→ **Source extract**:

TP53 mutation analysis

Figure 1b shows the flow of samples through the study. 315 cases of HGSOC and EC represented on three tissue microarrays were initially selected for eligibility, from which 252 (80%) DNAs were subjected to tagged‐amplicon sequencing. Supplementary material, Figure S1 shows the sequencing strategy for mutation detection. After quality control (supplementary material, Table S1), 251 cases were evaluable for mutation status (99.6%), which consisted of 171 HGSOC and 80 EC cases. Median sequencing depth for TP53 was estimated as ×3690 (IQR 1756–6913) and median TP53 mutant allelic fraction was 0.65 (IQR 0.45–0.78).

Table 1 shows the clinical features for the evaluable 251 cases. TP53 mutations were detected in 177 (71%) cases, which included one synonymous mutation in an EC that was not considered deleterious. The most common amino acid substitutions were p.R175H (N = 9), p.Y220C (N = 6), p.R273H (N = 5) and p.R196X (N = 4) (Figure 2a). Deleterious TP53 mutations were present in 169 (99%) HGSOC and 7 (8.8%) EC cases. In HGSOC cases there were 112 (66%) GOF and 57 (33%) predicted LOF mutations. The EC cases had 5 (6.3%) GOF and 2 (2.5%) predicted LOF mutations (Figure 2b).

Table 1

Study demographics

	HGSOC	EC
N (total = 251)	171	80
Age (median, IQR)	58 (52–67)	55 (49–66)
Stage
I	7 (4%)	50 (63%)
II	7 (4%)	19 (24%)
III	113 (66%)	6 (8%)
IV	31 (18%)	2 (3%)

→ **Assigned task**:
Answer from the TP53 mutation analysis excerpt:
(a) How many cases could be evaluated for mutation status after quality control?
(b) Which amino acid substitution was most common, and in how many cases?
(c) What median age does Table 1 give for the EC cases?

→ **Extracted records**:
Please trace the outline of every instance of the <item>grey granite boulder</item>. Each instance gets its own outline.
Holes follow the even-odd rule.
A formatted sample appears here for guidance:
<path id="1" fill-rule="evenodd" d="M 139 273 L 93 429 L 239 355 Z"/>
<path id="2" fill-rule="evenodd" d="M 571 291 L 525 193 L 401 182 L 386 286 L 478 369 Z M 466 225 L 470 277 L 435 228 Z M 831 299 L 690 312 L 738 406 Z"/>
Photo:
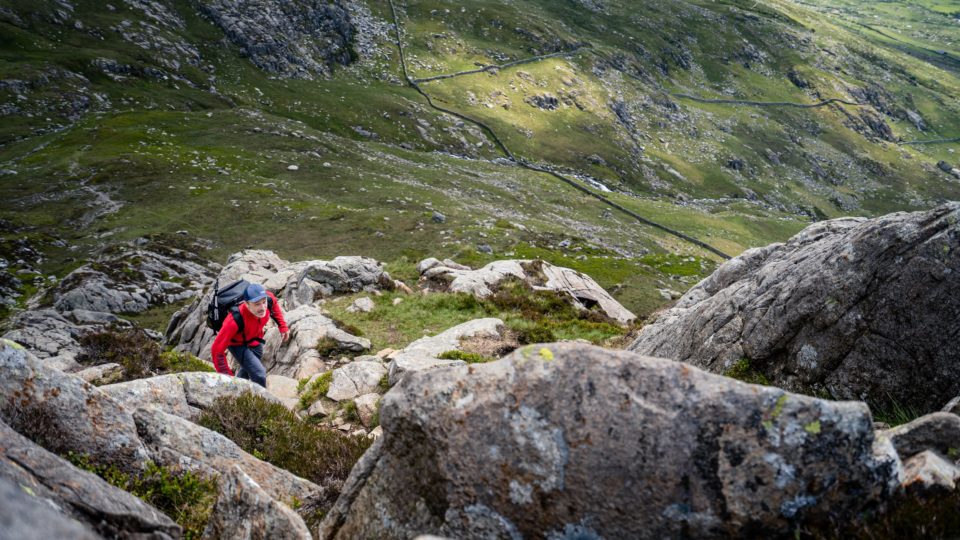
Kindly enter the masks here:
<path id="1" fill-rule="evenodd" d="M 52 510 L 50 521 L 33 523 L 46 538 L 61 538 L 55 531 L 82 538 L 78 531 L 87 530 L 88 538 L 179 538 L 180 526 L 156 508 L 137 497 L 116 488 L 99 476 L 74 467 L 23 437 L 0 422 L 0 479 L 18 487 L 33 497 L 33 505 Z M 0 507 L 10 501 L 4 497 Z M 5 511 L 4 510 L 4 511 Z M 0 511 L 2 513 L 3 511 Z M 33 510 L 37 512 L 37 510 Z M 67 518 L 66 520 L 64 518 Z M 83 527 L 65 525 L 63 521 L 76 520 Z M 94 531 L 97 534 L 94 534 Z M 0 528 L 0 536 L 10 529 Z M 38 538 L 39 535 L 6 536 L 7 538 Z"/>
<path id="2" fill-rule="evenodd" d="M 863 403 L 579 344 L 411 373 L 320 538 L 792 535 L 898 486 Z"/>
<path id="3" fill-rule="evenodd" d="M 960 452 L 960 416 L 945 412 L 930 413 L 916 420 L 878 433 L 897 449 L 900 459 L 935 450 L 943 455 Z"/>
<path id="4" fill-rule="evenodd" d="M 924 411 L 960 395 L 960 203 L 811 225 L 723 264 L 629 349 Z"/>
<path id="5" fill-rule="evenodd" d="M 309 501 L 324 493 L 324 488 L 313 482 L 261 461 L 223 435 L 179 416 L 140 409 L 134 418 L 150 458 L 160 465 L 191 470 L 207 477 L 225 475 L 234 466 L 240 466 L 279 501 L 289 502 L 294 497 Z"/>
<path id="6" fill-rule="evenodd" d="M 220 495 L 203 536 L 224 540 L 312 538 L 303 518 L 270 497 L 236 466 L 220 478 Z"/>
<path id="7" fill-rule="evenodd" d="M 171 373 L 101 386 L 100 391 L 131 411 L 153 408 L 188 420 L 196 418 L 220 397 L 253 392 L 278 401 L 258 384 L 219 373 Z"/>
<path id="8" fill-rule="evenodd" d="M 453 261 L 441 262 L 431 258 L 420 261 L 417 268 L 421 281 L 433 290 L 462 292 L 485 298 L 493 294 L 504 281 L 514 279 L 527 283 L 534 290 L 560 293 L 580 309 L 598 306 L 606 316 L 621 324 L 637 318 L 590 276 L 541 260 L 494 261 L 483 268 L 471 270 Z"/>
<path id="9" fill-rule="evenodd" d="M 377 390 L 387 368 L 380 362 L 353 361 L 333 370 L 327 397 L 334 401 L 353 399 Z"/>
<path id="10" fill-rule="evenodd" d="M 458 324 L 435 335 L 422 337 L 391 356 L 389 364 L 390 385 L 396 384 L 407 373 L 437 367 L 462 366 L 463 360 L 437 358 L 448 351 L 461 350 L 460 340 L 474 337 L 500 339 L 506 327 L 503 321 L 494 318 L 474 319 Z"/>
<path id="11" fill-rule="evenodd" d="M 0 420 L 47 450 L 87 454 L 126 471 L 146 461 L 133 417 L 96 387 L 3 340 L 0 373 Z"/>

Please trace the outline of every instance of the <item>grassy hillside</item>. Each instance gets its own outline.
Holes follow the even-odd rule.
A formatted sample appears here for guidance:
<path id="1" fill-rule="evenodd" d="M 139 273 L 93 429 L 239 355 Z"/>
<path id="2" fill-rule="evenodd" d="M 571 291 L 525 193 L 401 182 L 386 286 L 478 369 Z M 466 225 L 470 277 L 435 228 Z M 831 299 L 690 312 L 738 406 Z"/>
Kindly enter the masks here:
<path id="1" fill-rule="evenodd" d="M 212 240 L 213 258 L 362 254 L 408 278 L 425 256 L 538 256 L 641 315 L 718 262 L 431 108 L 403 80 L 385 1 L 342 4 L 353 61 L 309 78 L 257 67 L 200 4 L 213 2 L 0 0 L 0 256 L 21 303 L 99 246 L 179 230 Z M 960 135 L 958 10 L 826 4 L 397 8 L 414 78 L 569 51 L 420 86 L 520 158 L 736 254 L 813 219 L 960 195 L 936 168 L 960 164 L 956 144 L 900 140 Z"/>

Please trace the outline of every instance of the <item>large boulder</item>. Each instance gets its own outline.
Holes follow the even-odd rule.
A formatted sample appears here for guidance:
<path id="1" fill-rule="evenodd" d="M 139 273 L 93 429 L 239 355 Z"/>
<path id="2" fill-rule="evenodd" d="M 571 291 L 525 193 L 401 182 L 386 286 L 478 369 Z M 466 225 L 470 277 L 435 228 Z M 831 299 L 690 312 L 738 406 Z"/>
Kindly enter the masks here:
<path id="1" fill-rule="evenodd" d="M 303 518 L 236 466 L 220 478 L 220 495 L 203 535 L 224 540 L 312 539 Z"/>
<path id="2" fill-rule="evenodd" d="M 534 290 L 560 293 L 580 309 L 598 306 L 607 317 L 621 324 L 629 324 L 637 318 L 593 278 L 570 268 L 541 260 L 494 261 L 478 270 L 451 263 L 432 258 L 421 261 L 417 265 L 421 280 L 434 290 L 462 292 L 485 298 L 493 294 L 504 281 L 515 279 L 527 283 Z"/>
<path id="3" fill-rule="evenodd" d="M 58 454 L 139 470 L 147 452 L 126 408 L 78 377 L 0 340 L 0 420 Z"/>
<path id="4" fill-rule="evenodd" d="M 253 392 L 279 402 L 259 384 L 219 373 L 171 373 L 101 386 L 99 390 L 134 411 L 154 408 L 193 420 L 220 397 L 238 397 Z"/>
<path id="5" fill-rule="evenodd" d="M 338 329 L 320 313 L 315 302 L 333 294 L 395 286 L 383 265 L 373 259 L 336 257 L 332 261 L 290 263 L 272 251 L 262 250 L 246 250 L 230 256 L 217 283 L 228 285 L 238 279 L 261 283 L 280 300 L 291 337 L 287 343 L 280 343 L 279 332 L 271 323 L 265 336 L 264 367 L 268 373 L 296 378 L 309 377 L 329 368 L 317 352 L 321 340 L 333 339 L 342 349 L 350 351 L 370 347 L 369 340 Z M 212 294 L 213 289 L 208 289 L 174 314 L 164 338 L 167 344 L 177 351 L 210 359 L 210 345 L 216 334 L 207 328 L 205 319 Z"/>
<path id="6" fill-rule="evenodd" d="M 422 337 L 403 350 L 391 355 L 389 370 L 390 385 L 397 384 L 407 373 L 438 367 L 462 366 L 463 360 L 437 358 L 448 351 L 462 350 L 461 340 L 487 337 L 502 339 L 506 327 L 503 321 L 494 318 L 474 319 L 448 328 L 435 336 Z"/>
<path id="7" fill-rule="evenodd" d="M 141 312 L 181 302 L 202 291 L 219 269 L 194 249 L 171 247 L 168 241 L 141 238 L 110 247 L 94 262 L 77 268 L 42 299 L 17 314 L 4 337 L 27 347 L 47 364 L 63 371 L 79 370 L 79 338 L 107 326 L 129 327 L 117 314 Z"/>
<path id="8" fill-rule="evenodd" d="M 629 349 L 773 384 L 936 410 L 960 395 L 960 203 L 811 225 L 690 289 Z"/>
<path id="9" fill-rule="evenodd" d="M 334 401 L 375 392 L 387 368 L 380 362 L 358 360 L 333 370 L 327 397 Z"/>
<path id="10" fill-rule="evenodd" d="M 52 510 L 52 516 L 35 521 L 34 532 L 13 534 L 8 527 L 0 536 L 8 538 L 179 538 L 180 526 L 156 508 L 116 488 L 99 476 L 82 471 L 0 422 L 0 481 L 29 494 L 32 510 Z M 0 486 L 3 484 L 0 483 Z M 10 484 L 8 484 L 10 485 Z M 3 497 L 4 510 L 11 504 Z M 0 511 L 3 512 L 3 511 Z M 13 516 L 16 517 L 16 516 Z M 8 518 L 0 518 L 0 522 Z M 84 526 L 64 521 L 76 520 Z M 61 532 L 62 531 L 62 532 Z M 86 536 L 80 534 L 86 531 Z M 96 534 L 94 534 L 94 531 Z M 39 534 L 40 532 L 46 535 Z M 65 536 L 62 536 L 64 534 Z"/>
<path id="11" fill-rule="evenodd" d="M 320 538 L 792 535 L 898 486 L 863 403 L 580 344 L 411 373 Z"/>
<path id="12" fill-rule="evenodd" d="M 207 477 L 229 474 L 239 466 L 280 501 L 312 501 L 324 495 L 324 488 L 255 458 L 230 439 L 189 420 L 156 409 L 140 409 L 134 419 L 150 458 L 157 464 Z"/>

→ **Answer to this task**:
(a) 251 cases (171 HGSOC and 80 EC)
(b) p.R175H, in 9 cases
(c) 55 (IQR 49–66)